> _WHAT YOU NEED TO DO_
Every record below should be printed exactly as it appears.
------------------------------
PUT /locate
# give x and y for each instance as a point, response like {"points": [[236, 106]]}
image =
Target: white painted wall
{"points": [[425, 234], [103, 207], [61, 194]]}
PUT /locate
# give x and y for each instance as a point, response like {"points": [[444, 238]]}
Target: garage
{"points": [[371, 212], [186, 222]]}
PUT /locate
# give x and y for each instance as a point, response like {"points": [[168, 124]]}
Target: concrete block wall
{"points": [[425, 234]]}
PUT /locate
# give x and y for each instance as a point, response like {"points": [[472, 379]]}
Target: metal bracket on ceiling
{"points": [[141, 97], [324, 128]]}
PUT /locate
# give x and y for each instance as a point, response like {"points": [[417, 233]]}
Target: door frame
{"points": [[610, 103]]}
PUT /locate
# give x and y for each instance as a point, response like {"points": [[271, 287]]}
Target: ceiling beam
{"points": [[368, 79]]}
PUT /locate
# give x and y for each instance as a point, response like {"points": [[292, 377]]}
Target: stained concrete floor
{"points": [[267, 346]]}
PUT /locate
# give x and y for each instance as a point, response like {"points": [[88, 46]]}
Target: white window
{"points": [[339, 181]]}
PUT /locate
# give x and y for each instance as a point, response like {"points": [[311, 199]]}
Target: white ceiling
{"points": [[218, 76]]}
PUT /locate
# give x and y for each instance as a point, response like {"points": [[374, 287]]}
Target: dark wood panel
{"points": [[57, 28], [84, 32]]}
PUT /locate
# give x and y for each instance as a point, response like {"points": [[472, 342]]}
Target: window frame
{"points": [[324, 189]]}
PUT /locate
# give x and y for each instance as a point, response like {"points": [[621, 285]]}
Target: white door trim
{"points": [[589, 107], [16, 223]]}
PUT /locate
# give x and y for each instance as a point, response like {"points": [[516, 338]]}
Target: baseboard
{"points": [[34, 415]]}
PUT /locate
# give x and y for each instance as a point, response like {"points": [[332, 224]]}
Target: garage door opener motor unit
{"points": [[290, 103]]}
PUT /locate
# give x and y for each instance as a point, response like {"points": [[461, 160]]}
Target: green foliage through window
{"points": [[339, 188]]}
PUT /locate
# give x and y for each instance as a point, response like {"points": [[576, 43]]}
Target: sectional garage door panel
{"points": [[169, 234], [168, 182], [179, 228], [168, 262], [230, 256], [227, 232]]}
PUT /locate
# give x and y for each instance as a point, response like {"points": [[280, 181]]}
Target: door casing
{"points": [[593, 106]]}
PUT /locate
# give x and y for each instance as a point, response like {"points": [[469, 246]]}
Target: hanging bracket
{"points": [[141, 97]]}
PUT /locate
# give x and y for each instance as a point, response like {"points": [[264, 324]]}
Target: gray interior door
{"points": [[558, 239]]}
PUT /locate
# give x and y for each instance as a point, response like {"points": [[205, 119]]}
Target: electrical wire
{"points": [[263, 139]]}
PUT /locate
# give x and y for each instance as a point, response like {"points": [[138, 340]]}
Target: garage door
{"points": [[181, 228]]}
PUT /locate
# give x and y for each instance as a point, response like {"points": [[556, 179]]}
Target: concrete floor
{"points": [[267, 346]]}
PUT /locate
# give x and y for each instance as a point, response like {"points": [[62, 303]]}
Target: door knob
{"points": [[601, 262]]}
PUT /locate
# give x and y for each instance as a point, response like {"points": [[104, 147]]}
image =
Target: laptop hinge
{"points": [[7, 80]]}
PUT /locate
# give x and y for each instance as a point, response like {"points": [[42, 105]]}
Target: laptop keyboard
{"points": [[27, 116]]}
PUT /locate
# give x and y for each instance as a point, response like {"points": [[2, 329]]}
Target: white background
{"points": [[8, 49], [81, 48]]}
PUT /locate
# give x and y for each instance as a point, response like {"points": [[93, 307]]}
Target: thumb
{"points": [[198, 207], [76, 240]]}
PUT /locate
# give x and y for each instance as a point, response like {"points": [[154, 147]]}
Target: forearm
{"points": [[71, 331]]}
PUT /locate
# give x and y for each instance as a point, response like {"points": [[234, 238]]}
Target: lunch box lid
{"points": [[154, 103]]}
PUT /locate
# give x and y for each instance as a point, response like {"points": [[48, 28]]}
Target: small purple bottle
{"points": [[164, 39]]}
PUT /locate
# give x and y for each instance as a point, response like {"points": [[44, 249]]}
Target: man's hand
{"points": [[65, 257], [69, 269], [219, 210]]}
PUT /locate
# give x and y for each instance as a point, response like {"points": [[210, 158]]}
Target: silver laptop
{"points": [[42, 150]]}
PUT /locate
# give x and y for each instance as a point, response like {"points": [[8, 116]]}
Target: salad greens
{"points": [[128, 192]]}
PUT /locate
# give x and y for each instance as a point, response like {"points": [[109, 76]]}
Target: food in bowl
------------------------------
> _TASK RESPONSE_
PUT /locate
# give x and y for each instance as a point, response like {"points": [[236, 106]]}
image =
Target: white painted wall
{"points": [[425, 234], [103, 207], [61, 194]]}
PUT /locate
# give x and y for each instance as a point, response like {"points": [[444, 238]]}
Target: garage
{"points": [[371, 212], [186, 222]]}
PUT /locate
# give x and y for each instance as a point, response like {"points": [[168, 124]]}
Target: concrete block wall
{"points": [[425, 234]]}
PUT /locate
# give x and y for each instance as a point, response like {"points": [[472, 379]]}
Target: metal bracket on ceiling
{"points": [[141, 97], [324, 128]]}
PUT /locate
# give x and y for each instance as a point, response like {"points": [[417, 233]]}
Target: door frame
{"points": [[610, 103]]}
PUT /locate
# give x and y for each instance as a point, response like {"points": [[271, 287]]}
Target: ceiling beam
{"points": [[368, 79]]}
PUT /locate
# give x and y for each instance as a point, response like {"points": [[292, 377]]}
Target: stained concrete floor
{"points": [[267, 346]]}
PUT /locate
# give x and y for each instance as a point, response like {"points": [[88, 46]]}
Target: white window
{"points": [[339, 181]]}
PUT /locate
# give x and y for each instance as a point, response like {"points": [[311, 199]]}
Target: white ceiling
{"points": [[218, 76]]}
PUT /locate
# give x and y for each instance as a point, response like {"points": [[374, 287]]}
Target: dark wood panel
{"points": [[57, 28], [84, 32]]}
PUT /locate
# give x and y for each instance as a point, response like {"points": [[472, 342]]}
Target: window frame
{"points": [[324, 189]]}
PUT /locate
# give x and y for each instance as a point, response like {"points": [[621, 285]]}
Target: white door trim
{"points": [[589, 107], [16, 223]]}
PUT /locate
# give x and y for each instance as a point, response like {"points": [[516, 338]]}
Target: baseboard
{"points": [[34, 415]]}
PUT /locate
# give x and y for each instance as a point, response like {"points": [[332, 224]]}
Target: garage door opener motor unit
{"points": [[290, 103]]}
PUT /locate
# give x and y for each instance as a point, response like {"points": [[461, 160]]}
Target: green foliage through window
{"points": [[339, 188]]}
PUT /locate
# give x and y for each instance as a point, response like {"points": [[576, 43]]}
Target: sectional garage door panel
{"points": [[169, 234], [168, 182], [179, 228], [168, 262], [230, 256], [227, 232]]}
PUT /locate
# give x and y for each instance as a point, response like {"points": [[280, 181]]}
Target: door casing
{"points": [[593, 106]]}
PUT /locate
# give x and y for each instance as a point, response like {"points": [[469, 246]]}
Target: hanging bracket
{"points": [[141, 97]]}
PUT /locate
# give x and y for each instance as a point, response like {"points": [[264, 324]]}
Target: gray interior door
{"points": [[558, 239]]}
PUT /locate
# give x and y for each instance as a point, response like {"points": [[205, 119]]}
Target: electrical wire
{"points": [[263, 139]]}
PUT /locate
# give x and y for each instance as a point, response like {"points": [[138, 340]]}
Target: garage door
{"points": [[181, 228]]}
PUT /locate
# give x and y for each instance as a point, response like {"points": [[556, 179]]}
Target: concrete floor
{"points": [[267, 346]]}
PUT /locate
# give x and y for each instance as a point, response like {"points": [[62, 303]]}
Target: door knob
{"points": [[601, 262]]}
PUT /locate
# give x and y for each instance as a point, response like {"points": [[104, 147]]}
image =
Target: laptop hinge
{"points": [[7, 80]]}
PUT /locate
# give x and y for each instance as a point, response like {"points": [[42, 105]]}
Target: laptop keyboard
{"points": [[27, 116]]}
PUT /locate
# give x and y for each instance as a point, response like {"points": [[2, 329]]}
Target: white background
{"points": [[8, 49], [81, 48]]}
PUT /locate
# give x and y for each instance as a point, response like {"points": [[93, 307]]}
Target: thumb
{"points": [[198, 207], [76, 240]]}
PUT /locate
# give x and y for each instance as a point, response like {"points": [[154, 147]]}
Target: forearm
{"points": [[71, 331]]}
PUT /locate
# give x and y for each instance as a point, response like {"points": [[234, 238]]}
Target: lunch box lid
{"points": [[154, 103]]}
PUT /locate
# give x and y for each instance as a point, response like {"points": [[48, 28]]}
Target: small purple bottle
{"points": [[164, 39]]}
PUT /locate
# give x and y for each instance as a point, response like {"points": [[44, 249]]}
Target: man's hand
{"points": [[65, 257], [69, 269], [219, 210]]}
PUT /locate
# give x and y for each instance as a point, response like {"points": [[210, 158]]}
Target: silver laptop
{"points": [[42, 150]]}
PUT /locate
# give x and y for each instance as a point, response like {"points": [[8, 116]]}
Target: salad greens
{"points": [[128, 192]]}
PUT /locate
# give x and y for each instance as a point, response like {"points": [[109, 76]]}
Target: food in bowl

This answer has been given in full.